Excerpt to read =>
● ● ●

In Balaji Apartments Ltd. v. Manufacturers Life Insurance Co. it was held that in order to be interest the payment must be a percentage of the principal sum. Balaji Apartments should not be read as limiting the deductibility of payments that, while not directly related to the principal amount, nonetheless, are clearly related to that amount. It should be limited to its facts. In the case at bar, the purpose of the participatory interest was to compensate for issuing the bonds at a lower interest rate to avoid the risk of bankruptcy. The payments were not in addition to interest, but in pursuit of the objective of a 10.25% interest rate.

Provided a payment is related to the principal sum, it might be deductible as interest. The participatory interest was related to the principal sum because it was payable only so long as there was principal outstanding. To not allow the deduction would ignore the new commercial realities that were not considered by the courts when past decisions were rendered, and would send a message that the Income Tax Act discourages entrepreneurship because those individuals starting up new businesses, who need to find new and innovative ways of financing their ventures will not be entitled to deductions under the Act. As the payments were taxed upon receipt by the bond-holders, there was no tax avoidance gained from structuring the business in this manner. Nor was this an attempt to hide another payment in the form of an interest payment.

The payments could also be deducted under paragraph 20(1)(e). Yonge-Eglinton should not be distinguished. The participatory interest payments can be characterized as a cost of borrowing money or as being made for the use of borrowed money because they were "in connection with", "incidental to" or "arising from" the borrowing. It therefore fit within the test for deductibility under paragraph 20(1)(e ).

statutes and regulations judicially considered

Income Tax Act, S.C. 1970-71-72, c. 63, s. 20(1)(c), (e) (as am. by S.C. 1979, c. 5, s. 7).

cases judicially considered

applied:

Minister of National Revenue v. Yonge-Eglinton Building Ltd., [1974] CTC 209; (1974), 74 DTC 6180; 2 N.R. 125 (F.C.A.).

distinguished:

Re Balaji Apartments Ltd. v. Manufacturers Life Insurance Co. (1979), 25 O.R. (2d) 275; 100 D.L.R. (3d) 695 (H.C.).

considered:

Reference as to the Validity of Section 6 of the Farm Security Act, 1994 of Saskatchewan, [1947] S.C.R. 394; [1947] 3 D.L.R. 689; affd [1949] 2 D.L.R. 145; [1949] 1 W.W.R. 742; [1949] A.C. 110 (P.C.); Attorney-General for Ontario v. Barfried Enterprises Ltd., [1963] S.C.R. 570; (1963), 42 D.L.R. (2d) 137.

authors cited

Halsbury's Laws of England, Vol. 27, 3rd ed. London: Butterworth & Co. (Publishers) Ltd., 1959.

● ● ●

Excerpts from point annotation data
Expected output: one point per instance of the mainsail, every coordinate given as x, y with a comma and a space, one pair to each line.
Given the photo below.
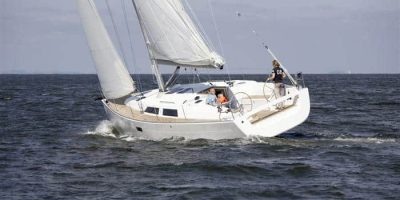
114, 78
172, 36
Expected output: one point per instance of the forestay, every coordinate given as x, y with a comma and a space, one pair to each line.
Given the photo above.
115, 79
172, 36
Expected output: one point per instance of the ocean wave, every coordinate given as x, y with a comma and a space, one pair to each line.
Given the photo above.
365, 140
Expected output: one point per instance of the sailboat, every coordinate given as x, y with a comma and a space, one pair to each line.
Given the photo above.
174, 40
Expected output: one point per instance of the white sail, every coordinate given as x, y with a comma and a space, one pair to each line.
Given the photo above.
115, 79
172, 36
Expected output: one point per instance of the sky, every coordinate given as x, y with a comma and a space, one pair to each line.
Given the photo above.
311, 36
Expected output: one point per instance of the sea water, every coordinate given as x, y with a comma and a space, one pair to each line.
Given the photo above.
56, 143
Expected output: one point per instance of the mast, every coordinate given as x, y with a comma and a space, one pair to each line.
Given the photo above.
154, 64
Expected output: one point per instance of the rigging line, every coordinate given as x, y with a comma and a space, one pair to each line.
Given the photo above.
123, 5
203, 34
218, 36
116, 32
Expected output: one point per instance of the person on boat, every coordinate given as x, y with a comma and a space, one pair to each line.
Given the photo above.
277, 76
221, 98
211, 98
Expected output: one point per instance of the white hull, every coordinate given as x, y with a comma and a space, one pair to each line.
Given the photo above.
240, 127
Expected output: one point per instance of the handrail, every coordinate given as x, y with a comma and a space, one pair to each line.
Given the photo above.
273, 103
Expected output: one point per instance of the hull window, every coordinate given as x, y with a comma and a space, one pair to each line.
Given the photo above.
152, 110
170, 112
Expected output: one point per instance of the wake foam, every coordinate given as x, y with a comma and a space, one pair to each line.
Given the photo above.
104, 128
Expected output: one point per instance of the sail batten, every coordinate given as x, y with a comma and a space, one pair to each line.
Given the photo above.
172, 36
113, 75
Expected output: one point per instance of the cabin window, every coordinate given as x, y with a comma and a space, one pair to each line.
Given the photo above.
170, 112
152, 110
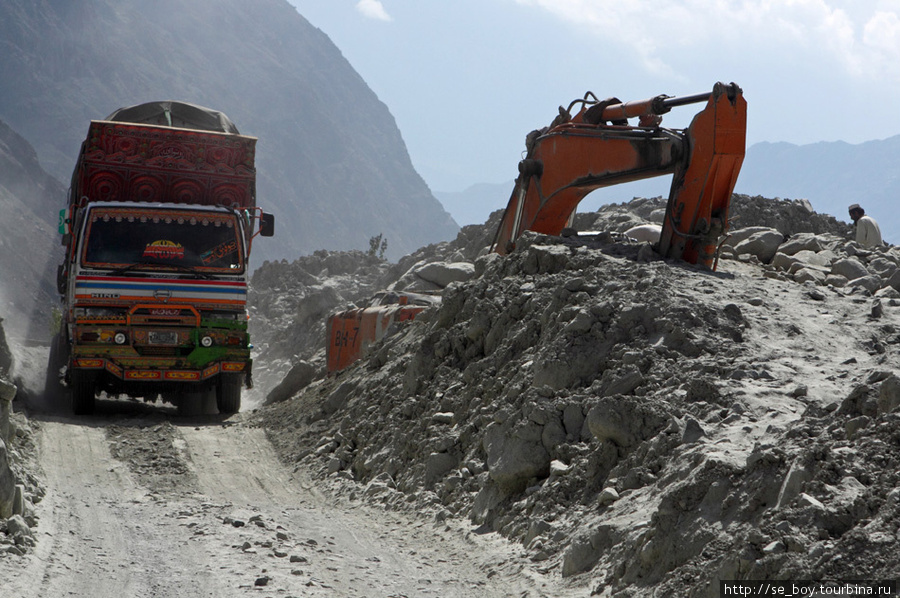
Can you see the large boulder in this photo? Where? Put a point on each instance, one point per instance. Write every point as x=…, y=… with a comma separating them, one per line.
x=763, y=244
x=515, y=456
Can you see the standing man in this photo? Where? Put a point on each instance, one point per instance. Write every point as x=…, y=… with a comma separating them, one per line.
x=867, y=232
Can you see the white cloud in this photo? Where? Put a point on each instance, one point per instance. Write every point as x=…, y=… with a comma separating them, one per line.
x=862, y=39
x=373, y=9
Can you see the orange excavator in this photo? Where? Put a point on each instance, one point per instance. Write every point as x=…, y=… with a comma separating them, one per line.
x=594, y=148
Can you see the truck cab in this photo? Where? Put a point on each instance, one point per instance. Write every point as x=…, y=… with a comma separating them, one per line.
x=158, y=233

● ● ●

Complete the following =>
1. Transcribe the passage of the excerpt on interest deductions starting at "The payments could" and ending at "N.R. 125 (F.C.A.).".
2. Answer these questions using the excerpt on interest deductions.
(a) The participatory interest payments pursued which interest rate objective?
(b) According to the excerpt, why was the participatory interest related to the principal sum?
(c) Which case does the excerpt list under "applied:"?

Results of the tasks =>
1.
The payments could also be deducted under paragraph 20(1)(e). Yonge-Eglinton should not be distinguished. The participatory interest payments can be characterized as a cost of borrowing money or as being made for the use of borrowed money because they were "in connection with", "incidental to" or "arising from" the borrowing. It therefore fit within the test for deductibility under paragraph 20(1)(e ).

statutes and regulations judicially considered

Income Tax Act, S.C. 1970-71-72, c. 63, s. 20(1)(c), (e) (as am. by S.C. 1979, c. 5, s. 7).

cases judicially considered

applied:

Minister of National Revenue v. Yonge-Eglinton Building Ltd., [1974] CTC 209; (1974), 74 DTC 6180; 2 N.R. 125 (F.C.A.).

2.
(a) A 10.25% interest rate.
(b) It was payable only so long as there was principal outstanding.
(c) Minister of National Revenue v. Yonge-Eglinton Building Ltd.